--- EXERCISE ---
List every currency that the post below on the systemic risk of deflation names as vulnerable in the wake of the yuan's surprise devaluation.

--- SELECTED EXTRACT ---
Systemic risk of deflation

Posted on 20. Aug, 2015 by Jean Jacques Ohana in Weekly Focus | 0 comments

As commodities slump is deepening (figure 1), the simultaneous drop of US breakeven inflation rates and surge of US 10 years real rates (figure 2) resulted in significant inflation-linked bonds underperformance.

US Investment Grade and US inflation linked bonds have significantly underperformed US treasuries onwards, highlighting defiance towards risky bonds and a quest for safety among investors (figure 3).

All assets have started to be related, one way or another, to the slump of commodities’ prices. For instance US Investment Grade, High Yield and even emerging debt spreads have widened in the wake of the fall of commodities (figure 4). Emerging currencies have plummeted and capital outflows threaten the financial stability of emerging countries. The surprise devaluation of the yuan has emphasized the vulnerability of emerging currencies like the Malaysian Ringgit, the Korean Won or commodity currencies like the Russian Ruble, the Brazilian real or the Mexican Peso (figure 5).

As a matter of fact, inflation-linked assets are the most connected asset class, being positively correlated to all types of bonds, emerging currencies vs. USD, commodity currencies vs. USD and negatively correlated to equities (figure 6). As the level of integration among financial markets (figure 7) has risen significantly since May, the systemic risk of financial markets is the threat of the decade: deflation. This disease is highly contagious since every country is likely to infect its trading partners by currency devaluation, the only applicable beggar-thy-neighbor strategy in an anemic growth mode. There is no doubt that the Fed will be sensitive to the sharp rise of the dollar index (+18% over a year) in setting its monetary policy.

--- DATA TO EXAMINE ---

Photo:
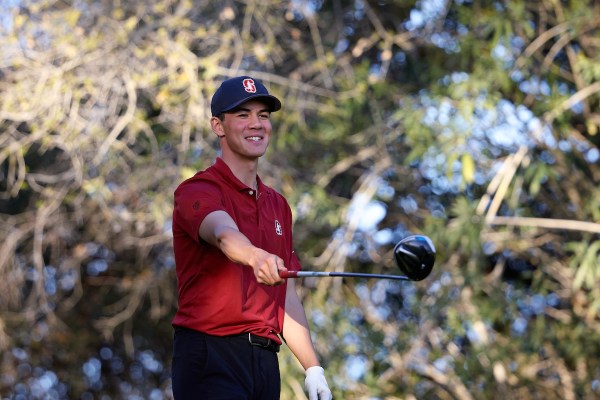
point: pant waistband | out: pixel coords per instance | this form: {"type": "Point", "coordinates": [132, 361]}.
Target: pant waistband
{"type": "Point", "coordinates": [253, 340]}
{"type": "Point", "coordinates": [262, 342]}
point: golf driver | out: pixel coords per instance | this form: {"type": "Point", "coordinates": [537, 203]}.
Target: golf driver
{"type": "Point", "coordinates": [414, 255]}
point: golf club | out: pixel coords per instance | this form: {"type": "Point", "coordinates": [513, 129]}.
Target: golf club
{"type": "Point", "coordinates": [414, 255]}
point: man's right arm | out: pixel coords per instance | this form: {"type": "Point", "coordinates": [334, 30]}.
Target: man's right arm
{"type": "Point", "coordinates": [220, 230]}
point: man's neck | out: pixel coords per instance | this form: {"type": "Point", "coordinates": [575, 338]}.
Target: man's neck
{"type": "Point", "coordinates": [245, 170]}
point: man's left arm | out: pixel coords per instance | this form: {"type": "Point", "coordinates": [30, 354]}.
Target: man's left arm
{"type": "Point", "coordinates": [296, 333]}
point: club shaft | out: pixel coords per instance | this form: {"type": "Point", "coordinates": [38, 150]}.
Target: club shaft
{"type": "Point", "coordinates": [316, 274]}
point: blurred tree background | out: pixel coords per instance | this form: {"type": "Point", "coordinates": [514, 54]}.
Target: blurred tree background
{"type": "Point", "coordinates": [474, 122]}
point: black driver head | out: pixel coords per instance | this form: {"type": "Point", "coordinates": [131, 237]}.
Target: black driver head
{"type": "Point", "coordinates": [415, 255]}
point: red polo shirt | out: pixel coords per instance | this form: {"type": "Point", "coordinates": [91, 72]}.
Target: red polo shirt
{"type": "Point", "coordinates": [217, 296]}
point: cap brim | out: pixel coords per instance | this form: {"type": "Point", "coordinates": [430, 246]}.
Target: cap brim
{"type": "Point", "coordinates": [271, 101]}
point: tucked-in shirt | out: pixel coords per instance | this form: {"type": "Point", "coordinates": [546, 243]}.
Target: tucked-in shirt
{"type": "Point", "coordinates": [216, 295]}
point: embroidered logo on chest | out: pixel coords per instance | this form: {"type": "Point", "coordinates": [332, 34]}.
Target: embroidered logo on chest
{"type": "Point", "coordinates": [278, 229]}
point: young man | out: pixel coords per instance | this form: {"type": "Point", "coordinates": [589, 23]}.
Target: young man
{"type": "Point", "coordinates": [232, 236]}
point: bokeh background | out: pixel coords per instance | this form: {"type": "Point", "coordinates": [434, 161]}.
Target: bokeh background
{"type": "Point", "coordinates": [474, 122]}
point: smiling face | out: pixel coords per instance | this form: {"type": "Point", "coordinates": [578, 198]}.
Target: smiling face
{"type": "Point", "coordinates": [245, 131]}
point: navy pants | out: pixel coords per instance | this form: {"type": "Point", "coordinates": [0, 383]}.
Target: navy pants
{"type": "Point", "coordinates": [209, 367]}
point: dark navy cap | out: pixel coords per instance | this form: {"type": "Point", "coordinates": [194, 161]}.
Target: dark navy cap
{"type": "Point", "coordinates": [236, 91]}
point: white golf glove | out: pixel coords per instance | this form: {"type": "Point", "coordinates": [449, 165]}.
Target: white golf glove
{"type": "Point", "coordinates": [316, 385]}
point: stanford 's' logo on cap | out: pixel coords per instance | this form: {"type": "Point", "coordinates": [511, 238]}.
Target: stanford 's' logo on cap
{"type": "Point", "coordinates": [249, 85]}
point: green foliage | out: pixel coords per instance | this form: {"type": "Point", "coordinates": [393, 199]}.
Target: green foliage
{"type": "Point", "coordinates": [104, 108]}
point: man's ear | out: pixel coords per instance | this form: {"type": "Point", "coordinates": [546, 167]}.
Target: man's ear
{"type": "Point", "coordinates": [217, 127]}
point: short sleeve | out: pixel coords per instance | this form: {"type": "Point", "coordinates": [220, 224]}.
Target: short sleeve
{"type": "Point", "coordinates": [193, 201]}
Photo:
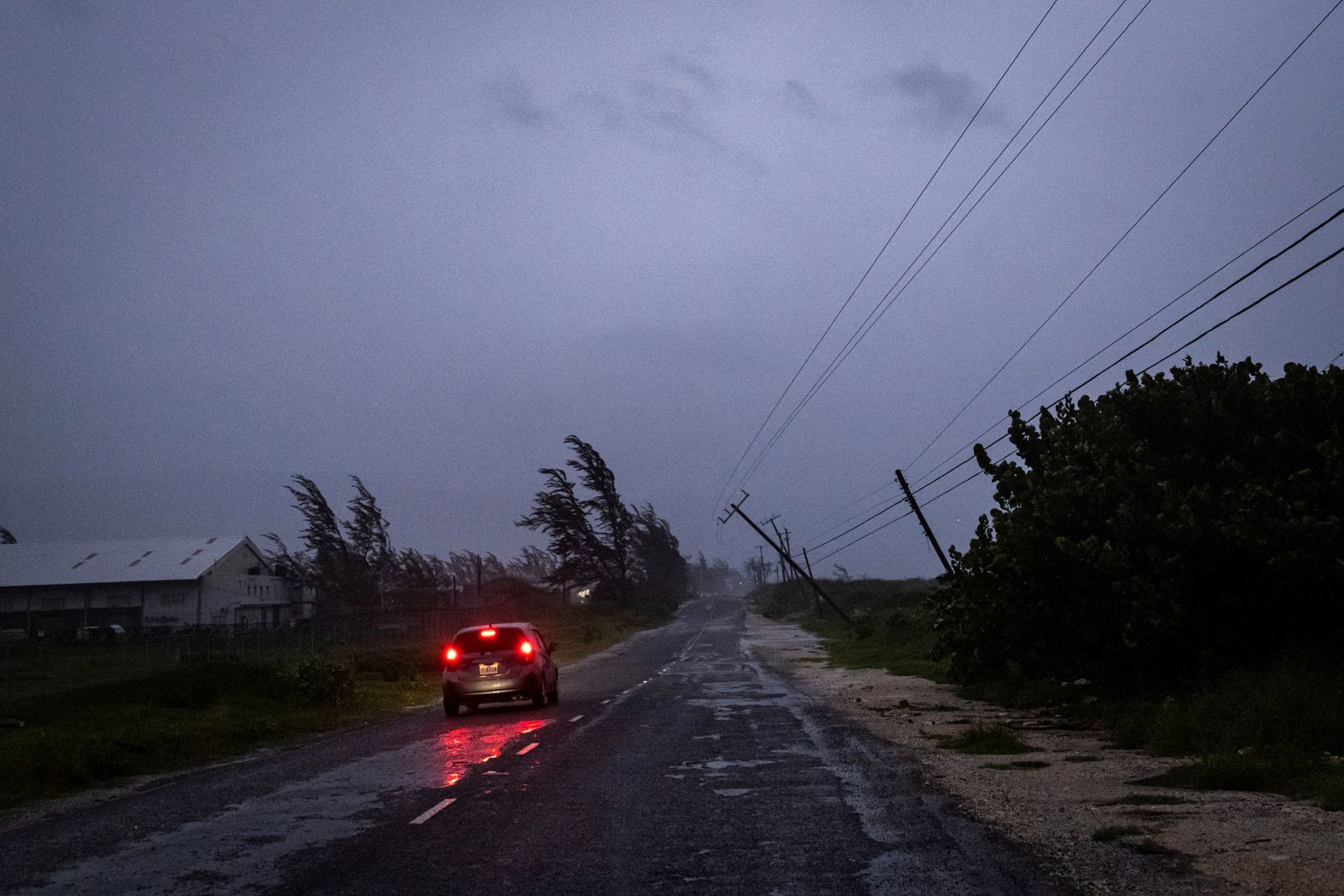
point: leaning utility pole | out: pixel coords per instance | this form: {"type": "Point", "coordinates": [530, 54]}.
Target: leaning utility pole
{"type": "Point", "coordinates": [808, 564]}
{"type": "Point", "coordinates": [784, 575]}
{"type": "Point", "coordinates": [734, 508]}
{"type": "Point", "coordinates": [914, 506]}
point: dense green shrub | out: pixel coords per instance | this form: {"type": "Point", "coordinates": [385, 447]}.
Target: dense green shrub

==

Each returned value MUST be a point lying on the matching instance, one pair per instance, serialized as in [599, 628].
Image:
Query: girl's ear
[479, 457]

--- EXERCISE SOLUTION ---
Malaysian Ringgit, Korean Won, Russian Ruble, Brazilian real, Mexican Peso